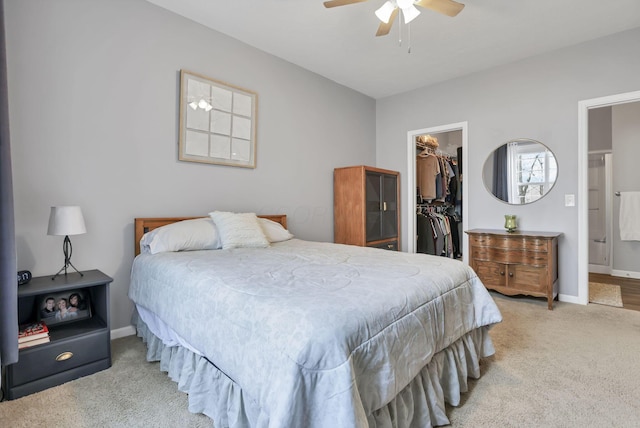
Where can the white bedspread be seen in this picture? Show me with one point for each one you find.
(316, 334)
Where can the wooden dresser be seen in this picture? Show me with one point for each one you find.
(366, 207)
(516, 262)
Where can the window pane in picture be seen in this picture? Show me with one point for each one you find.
(220, 122)
(198, 90)
(197, 143)
(220, 147)
(241, 104)
(241, 150)
(221, 98)
(197, 119)
(241, 128)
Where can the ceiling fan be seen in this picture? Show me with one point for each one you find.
(389, 10)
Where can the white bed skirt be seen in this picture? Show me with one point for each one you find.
(421, 403)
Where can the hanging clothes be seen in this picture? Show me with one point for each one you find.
(427, 169)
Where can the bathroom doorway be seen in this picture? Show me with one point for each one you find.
(600, 207)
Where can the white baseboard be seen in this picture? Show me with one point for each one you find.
(625, 274)
(123, 332)
(600, 269)
(570, 299)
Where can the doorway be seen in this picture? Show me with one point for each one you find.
(600, 207)
(583, 183)
(411, 203)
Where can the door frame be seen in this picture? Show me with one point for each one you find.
(411, 181)
(583, 183)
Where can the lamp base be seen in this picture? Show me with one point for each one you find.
(67, 250)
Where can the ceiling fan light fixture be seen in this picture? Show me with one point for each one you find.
(410, 13)
(385, 11)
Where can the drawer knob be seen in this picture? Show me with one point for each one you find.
(64, 356)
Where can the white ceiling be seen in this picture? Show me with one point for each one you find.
(340, 43)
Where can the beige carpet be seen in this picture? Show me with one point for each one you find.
(605, 294)
(575, 366)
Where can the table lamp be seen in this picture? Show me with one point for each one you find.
(66, 220)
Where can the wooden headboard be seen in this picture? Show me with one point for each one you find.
(144, 225)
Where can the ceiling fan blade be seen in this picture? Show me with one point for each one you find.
(447, 7)
(334, 3)
(384, 29)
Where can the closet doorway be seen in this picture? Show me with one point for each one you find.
(411, 204)
(625, 253)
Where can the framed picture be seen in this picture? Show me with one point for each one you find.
(217, 122)
(58, 308)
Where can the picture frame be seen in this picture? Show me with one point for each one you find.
(64, 307)
(217, 122)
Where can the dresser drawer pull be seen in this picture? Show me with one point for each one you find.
(64, 356)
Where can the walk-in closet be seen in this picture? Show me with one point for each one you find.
(439, 194)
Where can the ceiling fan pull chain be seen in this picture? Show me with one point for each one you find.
(400, 29)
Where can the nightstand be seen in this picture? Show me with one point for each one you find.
(77, 348)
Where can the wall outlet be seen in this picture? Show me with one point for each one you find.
(569, 200)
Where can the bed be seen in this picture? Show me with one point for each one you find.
(310, 334)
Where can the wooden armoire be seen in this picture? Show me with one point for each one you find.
(366, 207)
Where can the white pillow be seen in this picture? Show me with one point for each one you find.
(186, 235)
(274, 231)
(239, 230)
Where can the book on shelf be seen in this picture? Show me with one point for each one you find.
(34, 342)
(32, 331)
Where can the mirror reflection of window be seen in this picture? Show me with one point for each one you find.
(533, 171)
(520, 172)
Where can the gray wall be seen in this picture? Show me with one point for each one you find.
(93, 88)
(535, 98)
(625, 119)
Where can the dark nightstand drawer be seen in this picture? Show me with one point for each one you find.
(40, 361)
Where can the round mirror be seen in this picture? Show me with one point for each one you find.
(520, 171)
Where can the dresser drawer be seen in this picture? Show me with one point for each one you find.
(491, 274)
(40, 361)
(528, 278)
(516, 242)
(503, 255)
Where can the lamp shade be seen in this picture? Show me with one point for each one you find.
(66, 220)
(410, 13)
(385, 11)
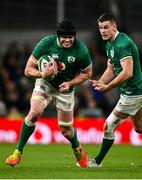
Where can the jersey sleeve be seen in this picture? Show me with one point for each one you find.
(41, 48)
(125, 51)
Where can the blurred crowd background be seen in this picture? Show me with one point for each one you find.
(24, 23)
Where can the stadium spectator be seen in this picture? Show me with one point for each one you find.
(124, 71)
(75, 67)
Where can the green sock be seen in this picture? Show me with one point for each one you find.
(26, 132)
(106, 145)
(73, 140)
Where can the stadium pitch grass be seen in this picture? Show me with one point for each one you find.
(56, 161)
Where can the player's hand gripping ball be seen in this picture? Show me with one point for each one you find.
(48, 66)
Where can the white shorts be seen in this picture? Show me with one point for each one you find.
(63, 101)
(129, 104)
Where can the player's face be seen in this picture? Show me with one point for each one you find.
(107, 30)
(66, 41)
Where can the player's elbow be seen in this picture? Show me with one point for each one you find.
(27, 72)
(128, 75)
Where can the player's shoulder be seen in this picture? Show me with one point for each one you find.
(80, 45)
(48, 39)
(123, 40)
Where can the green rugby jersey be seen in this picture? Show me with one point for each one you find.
(70, 60)
(118, 50)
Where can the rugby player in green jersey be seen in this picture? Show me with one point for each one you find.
(123, 71)
(74, 67)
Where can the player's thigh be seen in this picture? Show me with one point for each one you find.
(65, 116)
(65, 105)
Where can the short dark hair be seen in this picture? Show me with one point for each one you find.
(66, 27)
(107, 17)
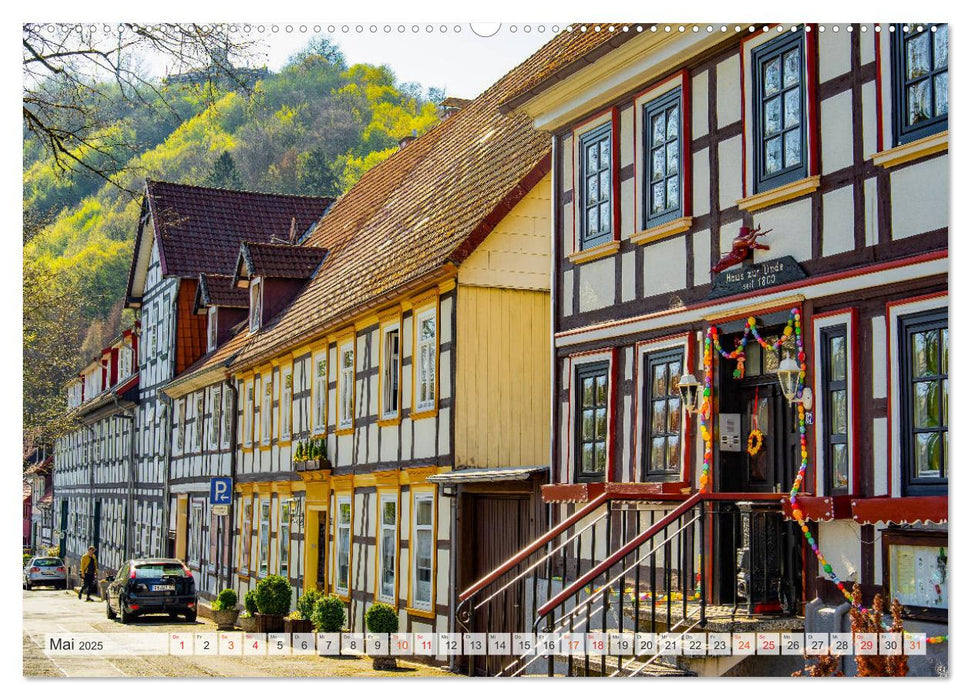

================

### PROMPT
Repeat exactly the lines above, from the line containing "Where can the dresser drawer be" through the last line of the records, inclusive; omit any pictures.

### REPLY TO THE TASK
Where can the dresser drawer be seen in this picture? Show me with one point for each one you find.
(491, 274)
(40, 361)
(528, 278)
(516, 242)
(503, 255)
Where can the lamp shade be seen in this picture? Show me with one point for each one you find.
(66, 220)
(410, 13)
(385, 11)
Where can the jersey sleeve be seen in this picture? Show me with one point for each one you find.
(41, 48)
(125, 51)
Where can the blurred crowd background be seen in this picture? Show me with one point for each one you find.
(24, 23)
Where can the stadium spectator be seen in this picture? Show me with one point for each one you find.
(124, 71)
(75, 67)
Where can the green sock be seen in this picture? Show me with one point for each one you find.
(26, 132)
(106, 145)
(73, 140)
Where can the stadium pitch grass be seen in this picture? Show me with one point for each one you find.
(56, 161)
Where can the player's hand gripping ball be seen in this picture? Show me with one point for each one you find.
(48, 66)
Where can the white shorts be seen in this picture? Show me with one point for each one you find.
(63, 101)
(129, 104)
Where can the player's face be seen in this picture? Show me with one point for each one you find.
(107, 30)
(66, 41)
Where can the player's elbow be seen in this picture? Show me with one point for each one you find.
(27, 72)
(128, 75)
Where can the player's shoulder be seen in this picture? Show me with one point for each one you find.
(80, 45)
(48, 39)
(123, 40)
Where can the green rugby jersey be seen in this picture? Show me with one point for each one you find.
(70, 60)
(118, 50)
Where can the rugby player in green jersey be seen in this picture? Show me with one point for each one you find.
(123, 71)
(74, 67)
Where can the player's thigh be seen in this picture? Show me with one point for each one you find.
(65, 116)
(65, 105)
Where can the short dark hair be seen in this picture? Show me with one point for each one you find.
(66, 27)
(107, 17)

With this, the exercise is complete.